▼

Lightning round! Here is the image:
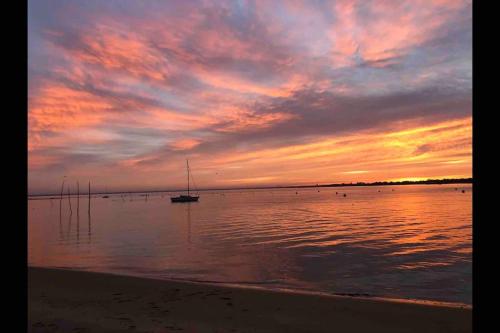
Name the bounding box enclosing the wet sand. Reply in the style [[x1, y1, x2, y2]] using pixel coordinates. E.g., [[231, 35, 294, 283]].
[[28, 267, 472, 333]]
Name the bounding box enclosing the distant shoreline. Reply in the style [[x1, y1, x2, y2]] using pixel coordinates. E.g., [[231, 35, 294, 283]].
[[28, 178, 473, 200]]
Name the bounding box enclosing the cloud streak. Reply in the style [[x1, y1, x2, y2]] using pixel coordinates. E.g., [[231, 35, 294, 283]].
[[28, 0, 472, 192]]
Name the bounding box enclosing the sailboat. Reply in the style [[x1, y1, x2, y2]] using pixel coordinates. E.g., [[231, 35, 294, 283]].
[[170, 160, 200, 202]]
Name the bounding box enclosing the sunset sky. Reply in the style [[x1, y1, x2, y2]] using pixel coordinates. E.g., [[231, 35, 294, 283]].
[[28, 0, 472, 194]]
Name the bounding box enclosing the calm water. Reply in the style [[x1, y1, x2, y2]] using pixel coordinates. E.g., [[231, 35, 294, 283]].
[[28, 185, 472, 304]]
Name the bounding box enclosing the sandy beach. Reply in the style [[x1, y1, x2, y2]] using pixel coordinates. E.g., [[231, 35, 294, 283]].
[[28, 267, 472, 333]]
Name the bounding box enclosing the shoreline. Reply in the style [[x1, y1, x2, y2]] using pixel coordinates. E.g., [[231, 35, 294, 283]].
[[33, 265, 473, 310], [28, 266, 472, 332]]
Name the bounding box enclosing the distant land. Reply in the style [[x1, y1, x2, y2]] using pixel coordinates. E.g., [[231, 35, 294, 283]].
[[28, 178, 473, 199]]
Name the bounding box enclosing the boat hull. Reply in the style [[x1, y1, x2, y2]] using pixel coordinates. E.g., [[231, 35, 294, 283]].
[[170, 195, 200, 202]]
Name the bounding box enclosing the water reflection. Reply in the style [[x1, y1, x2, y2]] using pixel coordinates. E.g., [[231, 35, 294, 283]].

▲

Print every line of the records above word for word, leaving out the pictures.

Finished answer:
Lightning round! Here is the image:
Name the bounding box enclosing the wet sand. Reply in the style [[x1, y1, x2, y2]] using pixel coordinates. E.g., [[231, 35, 294, 283]].
[[28, 267, 472, 333]]
Name the bounding box enclosing the distant shoreline. Reply in the style [[x1, y1, x2, y2]] using pixel coordinates. E.g., [[231, 35, 294, 283]].
[[28, 178, 473, 200]]
Name the bounding box enclosing the cloud streak. Reply in the style [[x1, y1, x2, y2]] using pixel coordinates. E.g., [[231, 35, 294, 283]].
[[28, 0, 472, 192]]
Name the bounding box enclosing the sailboat. Reply in the style [[x1, y1, x2, y2]] using pixel coordinates. E.g., [[231, 35, 294, 283]].
[[170, 160, 200, 202]]
Name the bounding box enclosing the sunset sky. Reply in the style [[x1, y1, x2, y2]] using pixel coordinates. E.g., [[231, 35, 294, 283]].
[[28, 0, 472, 194]]
Name the bounding box enclosing the calm water. Reply in the style [[x1, y1, x2, y2]] using pixel coordinates. E.g., [[231, 35, 294, 283]].
[[28, 185, 472, 304]]
Name the bounding box enclosing the sandy beach. Reply in the style [[x1, y1, x2, y2]] using pixel coordinates. E.g., [[231, 35, 294, 283]].
[[28, 267, 472, 333]]
Name the bounding box enclosing the shoreline. Reply in the style [[x1, y1, x2, y2]] using pixel coordinates. E.g., [[231, 35, 294, 283]].
[[33, 265, 473, 310], [28, 266, 472, 332]]
Name the bounding box enclosing the distant land. Reply in the style [[x1, y1, x2, y2]] using pixel coordinates. E.g., [[231, 35, 294, 283]].
[[28, 178, 473, 199]]
Name the bounding box enclosing the boat hull. Reply in the style [[x1, y1, x2, y2]] using pixel coordinates. E.g., [[231, 35, 294, 283]].
[[170, 195, 200, 202]]
Name the bounding box enclosing the water reflection. Reply in the style [[x1, y1, x2, y2]] using pixel coordinates. E.g., [[231, 35, 294, 283]].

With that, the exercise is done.